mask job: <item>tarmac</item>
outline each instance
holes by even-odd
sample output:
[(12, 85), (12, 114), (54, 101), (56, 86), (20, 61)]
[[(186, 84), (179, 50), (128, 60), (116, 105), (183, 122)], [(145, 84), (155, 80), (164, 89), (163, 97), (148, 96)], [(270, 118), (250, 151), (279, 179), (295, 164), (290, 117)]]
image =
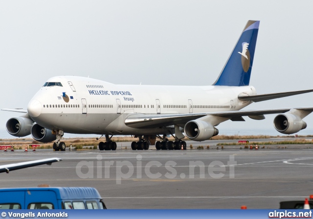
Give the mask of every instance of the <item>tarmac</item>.
[[(194, 148), (210, 147), (190, 149), (190, 143)], [(186, 150), (133, 151), (122, 143), (114, 151), (1, 151), (0, 165), (63, 161), (2, 173), (0, 183), (2, 188), (94, 187), (108, 209), (273, 209), (280, 201), (304, 200), (313, 194), (313, 145), (250, 150), (214, 145), (187, 142)]]

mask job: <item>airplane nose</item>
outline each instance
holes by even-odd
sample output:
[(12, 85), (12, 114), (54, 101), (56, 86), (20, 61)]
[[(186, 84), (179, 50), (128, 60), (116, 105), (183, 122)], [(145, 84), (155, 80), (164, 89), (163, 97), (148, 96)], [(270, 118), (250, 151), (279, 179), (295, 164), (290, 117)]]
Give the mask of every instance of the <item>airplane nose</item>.
[(37, 99), (32, 99), (28, 103), (27, 111), (31, 117), (37, 117), (41, 114), (42, 106)]

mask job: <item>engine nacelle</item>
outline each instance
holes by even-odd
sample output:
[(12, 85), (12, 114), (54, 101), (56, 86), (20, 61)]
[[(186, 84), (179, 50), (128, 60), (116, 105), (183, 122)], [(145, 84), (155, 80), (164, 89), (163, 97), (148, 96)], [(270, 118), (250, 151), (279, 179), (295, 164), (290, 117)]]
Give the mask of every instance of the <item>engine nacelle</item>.
[(30, 134), (30, 129), (34, 122), (24, 117), (14, 117), (10, 119), (5, 125), (6, 130), (15, 137), (24, 137)]
[(51, 130), (44, 128), (37, 123), (31, 127), (30, 132), (34, 139), (43, 143), (51, 142), (57, 139), (57, 136), (53, 135)]
[(201, 142), (219, 134), (219, 130), (202, 120), (193, 120), (185, 125), (186, 136), (193, 141)]
[(279, 114), (274, 119), (274, 127), (283, 134), (293, 134), (307, 127), (301, 118), (290, 113)]

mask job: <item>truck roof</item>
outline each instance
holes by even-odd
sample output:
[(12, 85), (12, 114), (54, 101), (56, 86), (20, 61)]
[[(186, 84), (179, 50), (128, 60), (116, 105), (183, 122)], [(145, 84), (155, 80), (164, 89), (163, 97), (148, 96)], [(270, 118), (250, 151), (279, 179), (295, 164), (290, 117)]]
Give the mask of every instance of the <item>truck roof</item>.
[(29, 191), (31, 193), (32, 191), (54, 191), (58, 199), (101, 198), (97, 190), (91, 187), (30, 187), (0, 189), (0, 193), (13, 191)]

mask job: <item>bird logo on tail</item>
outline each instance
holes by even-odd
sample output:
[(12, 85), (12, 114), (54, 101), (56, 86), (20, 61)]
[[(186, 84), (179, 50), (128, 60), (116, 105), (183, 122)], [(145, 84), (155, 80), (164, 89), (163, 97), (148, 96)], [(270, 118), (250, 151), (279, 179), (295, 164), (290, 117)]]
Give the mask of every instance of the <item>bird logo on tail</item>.
[(240, 54), (241, 56), (241, 64), (243, 65), (243, 69), (245, 72), (247, 72), (249, 70), (250, 67), (250, 52), (248, 49), (249, 44), (246, 42), (243, 43), (243, 51), (238, 53)]

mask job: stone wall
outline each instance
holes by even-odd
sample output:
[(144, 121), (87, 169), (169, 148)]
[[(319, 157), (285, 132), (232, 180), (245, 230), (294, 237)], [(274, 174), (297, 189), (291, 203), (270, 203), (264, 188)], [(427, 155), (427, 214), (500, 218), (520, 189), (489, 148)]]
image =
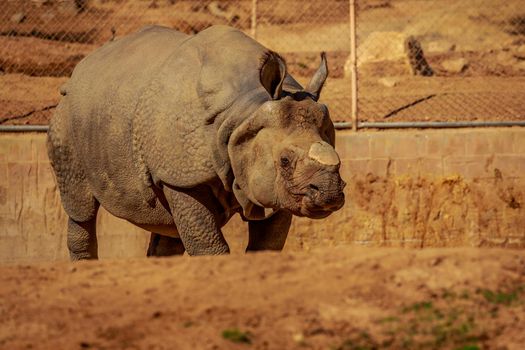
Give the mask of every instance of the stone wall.
[[(285, 249), (318, 245), (525, 247), (525, 129), (338, 132), (346, 205), (294, 218)], [(0, 261), (67, 259), (67, 217), (45, 134), (0, 134)], [(148, 234), (102, 210), (101, 258), (143, 256)], [(247, 243), (238, 217), (224, 228)]]

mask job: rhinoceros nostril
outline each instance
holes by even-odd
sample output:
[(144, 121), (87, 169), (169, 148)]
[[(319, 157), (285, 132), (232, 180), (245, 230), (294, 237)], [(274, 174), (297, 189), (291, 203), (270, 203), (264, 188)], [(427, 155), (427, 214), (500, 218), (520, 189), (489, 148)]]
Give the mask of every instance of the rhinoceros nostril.
[(317, 187), (317, 186), (314, 185), (314, 184), (310, 184), (310, 185), (308, 185), (308, 187), (309, 187), (310, 189), (316, 191), (316, 192), (319, 192), (319, 187)]

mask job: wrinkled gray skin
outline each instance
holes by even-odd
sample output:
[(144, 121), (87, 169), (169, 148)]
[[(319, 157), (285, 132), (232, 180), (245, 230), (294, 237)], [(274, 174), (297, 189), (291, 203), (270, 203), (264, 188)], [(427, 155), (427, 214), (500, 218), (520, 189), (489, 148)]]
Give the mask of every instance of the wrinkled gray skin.
[(344, 203), (334, 128), (317, 103), (324, 55), (303, 89), (240, 31), (148, 27), (82, 60), (51, 121), (48, 153), (73, 260), (97, 257), (96, 214), (152, 232), (148, 255), (224, 254), (221, 227), (249, 222), (247, 250), (282, 249), (292, 215)]

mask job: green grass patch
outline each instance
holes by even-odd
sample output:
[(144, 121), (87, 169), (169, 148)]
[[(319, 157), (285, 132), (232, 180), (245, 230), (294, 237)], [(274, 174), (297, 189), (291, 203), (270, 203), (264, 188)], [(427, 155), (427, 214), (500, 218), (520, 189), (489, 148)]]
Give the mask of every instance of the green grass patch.
[(222, 331), (222, 337), (234, 343), (251, 344), (250, 332), (243, 332), (237, 328), (225, 329)]

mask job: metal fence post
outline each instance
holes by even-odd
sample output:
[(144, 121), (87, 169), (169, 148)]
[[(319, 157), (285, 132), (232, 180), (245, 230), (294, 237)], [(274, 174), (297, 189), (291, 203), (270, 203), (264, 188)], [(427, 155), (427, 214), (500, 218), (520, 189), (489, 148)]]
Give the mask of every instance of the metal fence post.
[(252, 0), (252, 38), (257, 39), (257, 0)]
[(355, 21), (355, 1), (350, 0), (350, 66), (351, 81), (350, 93), (352, 99), (352, 130), (357, 131), (357, 42), (356, 42), (356, 21)]

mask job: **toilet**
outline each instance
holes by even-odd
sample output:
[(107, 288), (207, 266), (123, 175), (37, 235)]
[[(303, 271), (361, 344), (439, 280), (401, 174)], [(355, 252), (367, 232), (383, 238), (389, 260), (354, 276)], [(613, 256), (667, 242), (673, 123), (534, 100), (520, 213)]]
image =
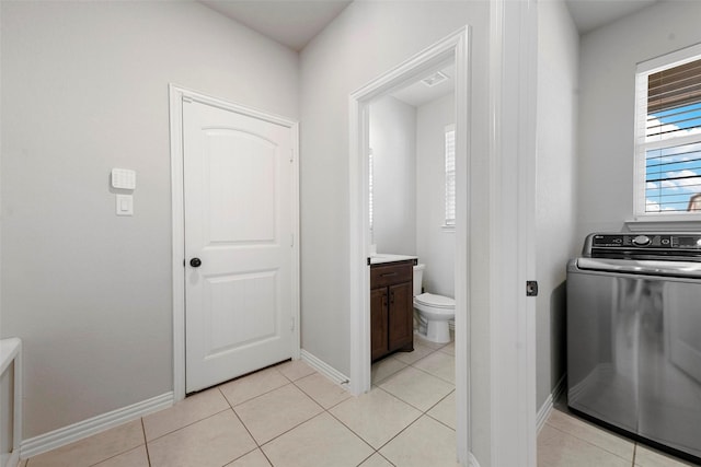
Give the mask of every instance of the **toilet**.
[(448, 322), (456, 317), (456, 301), (448, 296), (422, 293), (426, 265), (414, 266), (414, 310), (418, 314), (418, 334), (437, 343), (450, 342)]

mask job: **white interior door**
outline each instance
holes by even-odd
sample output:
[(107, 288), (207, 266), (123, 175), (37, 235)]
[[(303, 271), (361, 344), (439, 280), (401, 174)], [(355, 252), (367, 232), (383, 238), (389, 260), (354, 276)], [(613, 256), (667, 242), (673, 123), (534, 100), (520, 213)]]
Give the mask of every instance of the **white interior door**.
[(185, 387), (292, 355), (292, 130), (183, 102)]

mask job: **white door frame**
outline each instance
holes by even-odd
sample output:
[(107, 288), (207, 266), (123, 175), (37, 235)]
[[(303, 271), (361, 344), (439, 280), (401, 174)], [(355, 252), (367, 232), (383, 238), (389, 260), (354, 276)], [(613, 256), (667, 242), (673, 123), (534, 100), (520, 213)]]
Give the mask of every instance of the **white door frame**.
[[(538, 0), (490, 1), (490, 464), (537, 465)], [(482, 446), (483, 448), (485, 446)]]
[(172, 267), (173, 267), (173, 398), (185, 398), (185, 207), (183, 186), (183, 100), (199, 102), (249, 117), (287, 127), (292, 132), (292, 332), (291, 355), (299, 359), (299, 125), (287, 118), (222, 101), (217, 97), (169, 84), (172, 196)]
[(434, 44), (399, 67), (371, 81), (350, 95), (350, 390), (361, 394), (370, 389), (370, 280), (367, 258), (370, 250), (368, 220), (368, 107), (371, 101), (387, 95), (435, 69), (452, 58), (455, 72), (456, 109), (456, 394), (458, 457), (467, 464), (469, 452), (469, 389), (470, 370), (468, 349), (470, 335), (468, 303), (470, 245), (470, 200), (468, 194), (468, 167), (470, 153), (470, 54), (469, 26), (462, 27)]

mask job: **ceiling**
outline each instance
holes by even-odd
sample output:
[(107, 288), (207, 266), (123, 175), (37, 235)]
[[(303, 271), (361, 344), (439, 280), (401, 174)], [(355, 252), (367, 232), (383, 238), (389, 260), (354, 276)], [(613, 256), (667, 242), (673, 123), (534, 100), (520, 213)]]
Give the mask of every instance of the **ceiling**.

## Request
Can you turn the stretch of the listing from the line containing "mask job: wrinkled gray skin" through the line containing "328), (225, 329)]" into a Markdown table with the columns Row and Line, leaving out blank lines?

## Solution to this problem
| Row | Line |
|---|---|
| 1 | mask job: wrinkled gray skin |
| 2 | outline each instance |
| 3 | holes by even-odd |
| 4 | sample output: |
| 5 | [(144, 121), (87, 169), (169, 148)] |
| 6 | [[(319, 157), (285, 132), (232, 180), (245, 230), (294, 237)], [(274, 174), (297, 189), (291, 203), (270, 203), (264, 188)], [(427, 155), (427, 214), (500, 218), (520, 189), (489, 148)]] |
| 7 | Give the mask of every instance of the wrinkled gray skin. |
| 8 | [(344, 203), (334, 128), (317, 103), (324, 55), (303, 89), (240, 31), (148, 27), (82, 60), (51, 121), (48, 153), (73, 260), (97, 257), (96, 214), (152, 232), (148, 255), (224, 254), (221, 227), (249, 222), (247, 250), (282, 249), (292, 215)] |
| 9 | mask job: green grass patch |
| 10 | outline each instance |
| 11 | holes by even-odd |
| 12 | sample output: |
| 13 | [(144, 121), (87, 169), (169, 148)] |
| 14 | [[(319, 157), (285, 132), (232, 180), (245, 230), (294, 237)], [(274, 174), (297, 189), (291, 203), (270, 203), (264, 188)], [(427, 155), (427, 214), (500, 218), (520, 189), (489, 148)]] |
| 15 | Give the mask of every instance of the green grass patch. |
| 16 | [(222, 331), (222, 337), (234, 343), (251, 344), (250, 332), (243, 332), (237, 328), (225, 329)] |